= STATED GOAL =
Transcribe all records exactly.

◆ ◆ ◆ ◆

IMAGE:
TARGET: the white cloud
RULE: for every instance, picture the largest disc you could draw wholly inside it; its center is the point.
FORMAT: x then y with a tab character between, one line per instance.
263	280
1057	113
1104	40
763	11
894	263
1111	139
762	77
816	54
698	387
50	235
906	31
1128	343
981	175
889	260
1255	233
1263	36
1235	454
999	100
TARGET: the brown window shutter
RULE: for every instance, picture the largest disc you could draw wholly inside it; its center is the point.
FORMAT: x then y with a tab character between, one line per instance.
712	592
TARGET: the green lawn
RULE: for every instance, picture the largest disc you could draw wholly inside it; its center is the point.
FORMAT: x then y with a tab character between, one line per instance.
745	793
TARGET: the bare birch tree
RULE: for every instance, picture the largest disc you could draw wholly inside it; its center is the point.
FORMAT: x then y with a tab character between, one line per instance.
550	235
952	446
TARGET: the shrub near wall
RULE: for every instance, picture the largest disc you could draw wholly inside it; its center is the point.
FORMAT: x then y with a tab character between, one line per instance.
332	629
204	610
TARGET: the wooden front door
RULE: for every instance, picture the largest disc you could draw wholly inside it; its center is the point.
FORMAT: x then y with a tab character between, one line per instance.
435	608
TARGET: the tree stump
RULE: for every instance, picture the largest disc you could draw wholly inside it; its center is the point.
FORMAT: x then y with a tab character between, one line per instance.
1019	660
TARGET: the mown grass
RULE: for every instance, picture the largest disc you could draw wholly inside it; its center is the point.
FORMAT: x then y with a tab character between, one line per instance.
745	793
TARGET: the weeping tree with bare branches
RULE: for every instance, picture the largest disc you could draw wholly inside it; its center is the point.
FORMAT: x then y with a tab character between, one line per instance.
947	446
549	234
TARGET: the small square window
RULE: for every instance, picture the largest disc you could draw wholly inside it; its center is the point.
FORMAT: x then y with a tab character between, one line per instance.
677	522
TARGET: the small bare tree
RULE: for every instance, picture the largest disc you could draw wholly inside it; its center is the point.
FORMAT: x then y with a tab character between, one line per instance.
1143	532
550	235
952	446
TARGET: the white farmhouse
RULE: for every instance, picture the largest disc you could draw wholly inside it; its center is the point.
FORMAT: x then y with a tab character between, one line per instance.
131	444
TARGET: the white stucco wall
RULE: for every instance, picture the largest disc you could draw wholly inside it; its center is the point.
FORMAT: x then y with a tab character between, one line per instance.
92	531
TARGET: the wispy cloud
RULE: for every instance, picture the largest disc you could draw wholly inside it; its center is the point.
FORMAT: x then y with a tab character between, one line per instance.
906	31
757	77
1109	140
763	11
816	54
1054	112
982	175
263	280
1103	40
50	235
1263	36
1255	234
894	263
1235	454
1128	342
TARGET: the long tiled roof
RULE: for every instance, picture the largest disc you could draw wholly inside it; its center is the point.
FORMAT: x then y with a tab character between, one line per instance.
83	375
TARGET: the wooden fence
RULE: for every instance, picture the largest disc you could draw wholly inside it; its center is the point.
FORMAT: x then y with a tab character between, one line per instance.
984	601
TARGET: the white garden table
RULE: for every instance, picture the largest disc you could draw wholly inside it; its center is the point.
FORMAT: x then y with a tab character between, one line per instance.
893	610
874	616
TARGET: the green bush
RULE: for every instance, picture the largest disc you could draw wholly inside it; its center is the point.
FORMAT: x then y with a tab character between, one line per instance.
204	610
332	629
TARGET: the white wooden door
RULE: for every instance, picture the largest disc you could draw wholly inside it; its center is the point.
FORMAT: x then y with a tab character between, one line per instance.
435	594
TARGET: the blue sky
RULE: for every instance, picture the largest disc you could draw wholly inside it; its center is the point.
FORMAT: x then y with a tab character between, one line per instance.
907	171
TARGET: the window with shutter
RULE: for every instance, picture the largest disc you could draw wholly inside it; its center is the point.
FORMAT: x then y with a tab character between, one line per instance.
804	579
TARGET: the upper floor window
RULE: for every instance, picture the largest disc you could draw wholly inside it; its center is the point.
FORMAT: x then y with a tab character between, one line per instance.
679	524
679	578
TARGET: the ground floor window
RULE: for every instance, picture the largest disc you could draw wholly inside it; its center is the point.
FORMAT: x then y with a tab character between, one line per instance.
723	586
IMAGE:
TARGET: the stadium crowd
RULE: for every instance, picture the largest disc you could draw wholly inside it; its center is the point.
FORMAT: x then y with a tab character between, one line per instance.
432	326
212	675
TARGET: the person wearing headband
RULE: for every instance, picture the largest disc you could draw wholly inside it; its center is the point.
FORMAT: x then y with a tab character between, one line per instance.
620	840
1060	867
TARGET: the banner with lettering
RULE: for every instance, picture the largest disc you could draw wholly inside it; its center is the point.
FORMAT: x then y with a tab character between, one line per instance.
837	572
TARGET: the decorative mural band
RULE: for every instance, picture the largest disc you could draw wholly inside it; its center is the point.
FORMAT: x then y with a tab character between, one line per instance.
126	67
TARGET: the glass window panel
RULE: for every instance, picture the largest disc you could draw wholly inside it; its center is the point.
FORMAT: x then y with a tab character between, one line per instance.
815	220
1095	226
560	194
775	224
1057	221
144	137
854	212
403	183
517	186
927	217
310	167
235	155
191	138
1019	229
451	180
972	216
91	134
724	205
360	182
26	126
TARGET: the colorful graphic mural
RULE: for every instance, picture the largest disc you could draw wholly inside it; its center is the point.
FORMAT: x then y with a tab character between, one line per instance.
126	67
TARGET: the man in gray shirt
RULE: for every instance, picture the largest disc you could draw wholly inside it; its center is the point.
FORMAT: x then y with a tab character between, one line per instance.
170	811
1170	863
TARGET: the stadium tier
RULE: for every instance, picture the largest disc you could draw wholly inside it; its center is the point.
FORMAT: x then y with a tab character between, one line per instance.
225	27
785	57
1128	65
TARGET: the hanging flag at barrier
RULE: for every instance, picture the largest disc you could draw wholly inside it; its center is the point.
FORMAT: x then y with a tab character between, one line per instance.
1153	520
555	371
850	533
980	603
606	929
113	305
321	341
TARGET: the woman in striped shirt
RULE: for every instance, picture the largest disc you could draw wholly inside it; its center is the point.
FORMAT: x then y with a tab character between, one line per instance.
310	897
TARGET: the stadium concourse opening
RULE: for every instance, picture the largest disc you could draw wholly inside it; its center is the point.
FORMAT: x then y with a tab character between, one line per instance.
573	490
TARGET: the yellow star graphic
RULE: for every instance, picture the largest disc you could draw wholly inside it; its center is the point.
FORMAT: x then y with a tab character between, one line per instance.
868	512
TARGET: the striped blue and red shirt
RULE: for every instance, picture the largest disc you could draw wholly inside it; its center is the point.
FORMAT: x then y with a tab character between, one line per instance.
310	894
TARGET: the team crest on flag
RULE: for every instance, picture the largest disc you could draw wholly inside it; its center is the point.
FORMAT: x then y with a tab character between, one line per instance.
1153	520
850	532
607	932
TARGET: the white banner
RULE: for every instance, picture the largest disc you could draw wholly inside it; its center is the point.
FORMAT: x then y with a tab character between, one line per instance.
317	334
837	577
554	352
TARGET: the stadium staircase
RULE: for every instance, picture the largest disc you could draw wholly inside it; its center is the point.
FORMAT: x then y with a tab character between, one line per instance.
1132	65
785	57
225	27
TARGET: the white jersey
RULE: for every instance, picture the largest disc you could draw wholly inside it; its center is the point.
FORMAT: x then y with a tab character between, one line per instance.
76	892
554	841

◆ ◆ ◆ ◆

= COMPLETE ANSWER =
IMAGE:
TARGET: the white cloud
RULE: for every instance, picture the largest disc you could draw wholly inside it; its center is the point.
FORMAT: x then y with a tab character between, one line per instance.
263	280
1057	113
1104	40
763	11
894	263
1111	139
762	77
816	54
698	387
50	235
906	31
1128	343
981	175
889	260
1255	233
1263	36
1235	454
999	100
TARGET: the brown window shutter
RULE: for every instance, picture the largest disc you could draw wholly inside it; its center is the point.
FORMAT: x then y with a tab character between, one line per instance.
712	592
TARGET: the green lawn
RULE: for every instance, picture the largest disc you could draw wholly inside it; its center is the point.
FORMAT: x then y with a tab character between, one line per instance.
745	793
TARGET: the bare birch tree
RULE: for every instance, picture the largest disc you could draw wholly inside it; its center is the point.
FORMAT: x then y with a tab character between, one line per instance.
550	235
952	446
TARGET: the shrub near wall
RULE: for every instance, picture the largest disc you could draw wholly inside it; its center is the point.
FORMAT: x then y with a tab character between, one line per instance.
332	629
204	610
TARGET: the wooden front door
RULE: for every instance, picture the largest disc you could draw wholly inside it; its center is the point.
FORMAT: x then y with a tab character between, one line per instance.
435	608
TARGET: the tree stump
RULE: for every instance, picture the largest disc you could draw wholly inside it; its center is the point.
FORMAT: x then y with a tab character between, one line per instance.
1019	660
TARGET: the mown grass
RULE: for every instance, picture the largest disc you could draw wholly inside it; its center is the point.
FORMAT: x then y with a tab character between, one line per instance.
745	793
TARGET: the weeping tree with bare branches
RULE: for every instance, picture the largest disc you could draw wholly inside it; its center is the point.
FORMAT: x then y with a tab character between, one line per instance.
947	446
549	234
TARGET: the small square window
RULE: for every instance, picture the largest disc you could draw wholly inside it; its center is the point.
FORMAT: x then y with a tab character between, one line per instance.
677	522
TARGET: the small bare tree
RULE: for every instance, picture the largest disc you could draw wholly inside it; its center is the point.
FORMAT: x then y with a tab character between, one line per instance.
1143	532
550	235
952	446
TARGET: the white farmhouse
RULE: for every instance, picture the largest disc you could draw wholly inside it; its center is the point.
FORMAT: x then y with a tab character between, one line per instance.
131	444
TARGET: the white stucco wall
RULE: for every instance, picture the largest disc you could draw wholly inside it; its center is the point.
FORMAT: x then y with a tab character between, one line per instance.
92	531
TARGET: the wispy cloud
RULE: for every instance, picture the largest disc you could draw wholly inside it; its center is the point.
FORMAT: x then y with a tab character between, one line per instance.
906	31
757	77
1109	140
763	11
816	54
1054	112
982	175
263	280
1103	40
50	235
1263	36
1255	234
894	263
1235	454
1128	342
TARGET: the long tiled roof
RULE: for every instance, picture the largest disc you could draw wholly inside it; its center is the point.
FORMAT: x then y with a tab character between, one line per instance.
83	375
TARGET: the wooden fence
RULE: for every instance, picture the largest disc you could draw wholly inside it; its center is the point.
FORMAT: x then y with a tab character between, one line per instance.
984	601
TARGET: the white garden table
RULE: for every instance, picture the largest disc you could draw wholly inside it; its center is the point.
FORMAT: x then y with a tab character between, one line per instance.
893	610
874	616
TARGET: the green bush
RULE: for every instance, picture the largest disc you could draw wholly inside it; its center is the point.
FORMAT: x then y with a tab character between, one line per instance.
204	610
332	629
TARGET: the white wooden door
RULE: for every instance, picture the largest disc you could draw wholly inside it; its center is the point.
FORMAT: x then y with a tab character between, one line per instance.
435	594
TARGET: the blue sky
RULE: for every instance, picture the largest disc you could draw wholly inside it; its center is the point.
FORMAT: x then y with a tab character between, one line per instance.
907	171
TARGET: the window with shutter
RULE: for every instance, picture the largest disc you could draw wholly inside it; its center is the point.
FORMAT: x then y with a tab character between, one line per instance.
804	579
TARGET: the upper floor window
RULE: for every instance, picture the largest disc you could draw wholly inside it; its center is the point.
FORMAT: x then y with a tab character between, one line per instance.
679	524
679	578
TARGET: the ground floor window
RULE: for every instance, picture the largest disc you could draw wholly inside it; its center is the point.
FORMAT: x then y with a tab character between, one line per instance.
723	586
IMAGE:
TARGET: the stadium crowd
RULE: for every instance, picture the largest disc you could draw wholly inside it; its center is the point.
FORMAT: x then y with a tab character between, one line per instance.
432	326
212	675
TARGET: the person wearing headband
RULE: for every instance, picture the largest disc you could draw wholly inside it; its center is the point.
FORMAT: x then y with a tab character between, one line per instance.
620	840
1060	867
TARGET: the banner with lettering
RULE: for every instance, picture the largest disc you could draw wholly inside it; its center is the point.
FORMAT: x then y with a tab character between, one line per instance.
837	572
TARGET: the decorative mural band
RULE: for every instance, picture the largest disc you could draw wholly inside it; its center is the point.
FORMAT: x then y with a tab character between, one line per instance.
126	67
TARGET: the glass window panel
RULE: for every instance, picture the largest disc you could draw wholly inside it; its center is the point.
FORMAT: x then y with a tab character between, one line per instance.
815	220
1095	226
560	194
775	224
1057	221
144	137
854	212
403	183
517	186
927	217
310	167
235	155
191	138
1019	229
451	180
972	216
91	134
724	205
360	182
26	126
TARGET: the colorful graphic mural
RULE: for every instance, picture the largest disc you could draw wholly inside it; its center is the point.
FORMAT: x then y with a tab character between, one line per instance.
126	67
TARGET: the man in gray shirt
RULE: for every instance, picture the largest disc you could draw wholly inside it; its center is the point.
FORMAT: x then y with a tab character between, one line per instance.
170	811
1170	863
TARGET: the stadium tier
RULE: for every instance, picture the largest disc you could draw wholly inside it; its center is the point.
FORMAT: x then y with a tab character between, one line per instance.
225	27
785	57
1128	65
TARGET: the hanging flag at barrier
RULE: for every instance, picture the largest disc you could draw wholly inside it; its center is the point.
FORMAT: x then y with a tab character between, one line per instance.
1153	520
555	371
850	533
980	603
606	929
113	305
321	341
TARGET: the woman in striped shirt
RULE: for every instance, picture the largest disc you could draw wholly inside it; its center is the point.
FORMAT: x then y with a tab character between, one line per instance.
310	897
TARGET: the stadium concourse opening
RULE: for every instance, picture the largest disc you could draw wholly inside it; its center is the point.
FORMAT: x then y with a tab character between, one line per instance.
573	490
TARGET: the yellow star graphic
RULE: for every instance, picture the largest disc you could draw wholly inside it; its center is the point.
FORMAT: x then y with a tab character between, one line per instance.
868	512
TARGET: the striped blue and red shirt
RULE: for every instance, picture the largest disc you could draw wholly inside it; its center is the point.
FORMAT: x then y with a tab character between, one line per instance.
310	894
TARGET: the team crest on flag
RULE: for every instance, picture the largest disc you could draw wholly inside it; its center is the point.
FORMAT: x then y with a tab character between, one line per instance.
1153	520
850	532
607	932
TARGET: the white banner
RULE: for every instance, picture the largest disc you could draw wholly inside it; its center is the point.
FORMAT: x then y with a tab character between, one line per instance.
317	334
837	577
554	352
TARGET: the stadium staircase
RULE: for every instance, picture the largest disc you could draw wholly inside it; its center is the point.
FORMAT: x then y with a tab character between, one line per instance.
1132	65
785	57
225	27
TARGET: the white jersey
RULE: for every instance, picture the largest disc you could draw wholly inside it; its center is the point.
FORMAT: x then y with a tab character between, one line per instance.
76	892
554	841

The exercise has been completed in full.